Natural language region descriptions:
|---|

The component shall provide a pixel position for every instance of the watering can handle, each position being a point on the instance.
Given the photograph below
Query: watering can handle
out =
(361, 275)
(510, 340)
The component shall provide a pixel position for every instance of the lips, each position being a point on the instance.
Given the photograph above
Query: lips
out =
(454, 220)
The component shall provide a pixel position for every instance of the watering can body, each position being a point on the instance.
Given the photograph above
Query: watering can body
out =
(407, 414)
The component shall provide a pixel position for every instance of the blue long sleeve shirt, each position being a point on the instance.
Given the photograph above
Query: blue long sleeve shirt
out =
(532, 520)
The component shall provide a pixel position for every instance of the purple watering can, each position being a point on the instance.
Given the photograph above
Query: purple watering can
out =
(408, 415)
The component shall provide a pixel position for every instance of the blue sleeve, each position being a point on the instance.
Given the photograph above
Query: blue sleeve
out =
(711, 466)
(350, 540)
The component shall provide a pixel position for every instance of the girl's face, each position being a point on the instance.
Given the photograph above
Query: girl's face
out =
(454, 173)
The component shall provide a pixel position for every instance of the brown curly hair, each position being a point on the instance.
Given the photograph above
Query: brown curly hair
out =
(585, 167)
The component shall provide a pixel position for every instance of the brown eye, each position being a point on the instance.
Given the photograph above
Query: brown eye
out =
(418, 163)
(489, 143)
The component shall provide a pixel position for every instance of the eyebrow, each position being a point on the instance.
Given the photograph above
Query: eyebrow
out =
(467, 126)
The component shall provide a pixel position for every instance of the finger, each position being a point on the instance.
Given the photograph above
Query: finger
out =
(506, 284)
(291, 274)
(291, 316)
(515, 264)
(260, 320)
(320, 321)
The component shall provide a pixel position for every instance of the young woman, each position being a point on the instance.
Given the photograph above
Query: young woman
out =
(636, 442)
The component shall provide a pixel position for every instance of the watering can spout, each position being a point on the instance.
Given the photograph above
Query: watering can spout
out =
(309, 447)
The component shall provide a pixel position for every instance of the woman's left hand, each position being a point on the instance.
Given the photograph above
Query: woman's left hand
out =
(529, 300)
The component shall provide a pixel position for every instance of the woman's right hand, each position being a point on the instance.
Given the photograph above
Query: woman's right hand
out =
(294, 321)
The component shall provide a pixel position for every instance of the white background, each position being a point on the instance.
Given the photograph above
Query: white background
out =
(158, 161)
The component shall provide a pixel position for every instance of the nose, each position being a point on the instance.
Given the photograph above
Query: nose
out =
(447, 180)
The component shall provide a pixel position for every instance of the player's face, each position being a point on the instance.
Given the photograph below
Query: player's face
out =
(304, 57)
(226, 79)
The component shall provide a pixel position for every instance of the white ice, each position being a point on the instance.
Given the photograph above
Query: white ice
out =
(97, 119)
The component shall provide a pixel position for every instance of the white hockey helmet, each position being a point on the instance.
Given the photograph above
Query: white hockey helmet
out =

|---|

**What you need to do:**
Set down nothing but the lines from the one with "Query: eyebrow" through the end of the records, keeping each line exactly as written and including both ends.

**Written solution:**
Query: eyebrow
out =
(467, 126)
The component shall provide a pixel position for every instance of the finger, each position being a point on the instance.
Given the photograph above
Query: finger
out =
(506, 284)
(291, 274)
(291, 316)
(515, 264)
(260, 320)
(320, 321)
The component shall provide a pixel position for every instance of the young woman, each position being a point on the instance.
Given the photograph above
Query: young woman
out =
(636, 442)
The component shall provide a pixel position for every instance of the watering can spout, each position being a point on the instance.
Given the photograph above
Query: watering can spout
out =
(309, 447)
The component shall provide a pixel position for every instance of the woman's left hand, each position being a point on the instance.
Given the photograph above
Query: woman's left hand
out =
(529, 300)
The component shall provide a pixel position for every instance of the woman's right hand, each position being a point on the instance.
Given the photograph above
Query: woman's right hand
out =
(294, 321)
The component shall provide a pixel position for every instance of the white background, each position being a point on the instance.
Given the photograph above
Query: white background
out =
(158, 161)
The component shall provide a pixel position for every instance of the nose, each position being a point on the instance.
Given the photograph above
Query: nose
out =
(447, 180)
The component shall provide a pixel position for every instance of the player's face, each position being a point on the instance.
Given the photograph below
Query: player's face
out =
(304, 57)
(226, 79)
The component shall provide a pixel position for every instance of the white ice, each position being a point on the instance.
Given the photograph above
Query: white ice
out =
(97, 119)
The component shall provide a pixel position for every instance of the white hockey helmet, each position being a point on the instance.
Given the photograph above
Query: white hockey helmet
out =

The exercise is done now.